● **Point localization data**
>>

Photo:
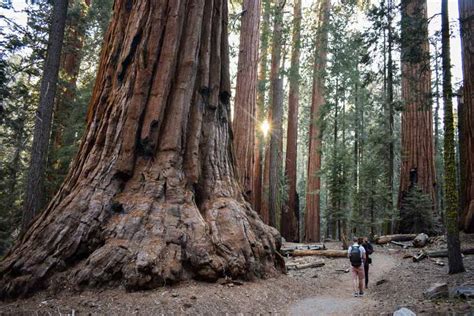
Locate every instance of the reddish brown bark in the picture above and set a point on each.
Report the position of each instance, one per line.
(64, 104)
(260, 111)
(312, 214)
(417, 165)
(246, 96)
(273, 159)
(289, 222)
(466, 120)
(152, 196)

<<

● **Your assignment**
Your answer must be an exact transcription of the lines from the one containing "Locate every instance" through the last line of the records above, and nothing else.

● **Expected answer**
Locate every instance of the reddish brown bark in the picture above and set a point on each.
Report the position of each instance, one per line.
(64, 104)
(260, 111)
(312, 214)
(417, 165)
(246, 96)
(273, 159)
(289, 222)
(466, 120)
(152, 196)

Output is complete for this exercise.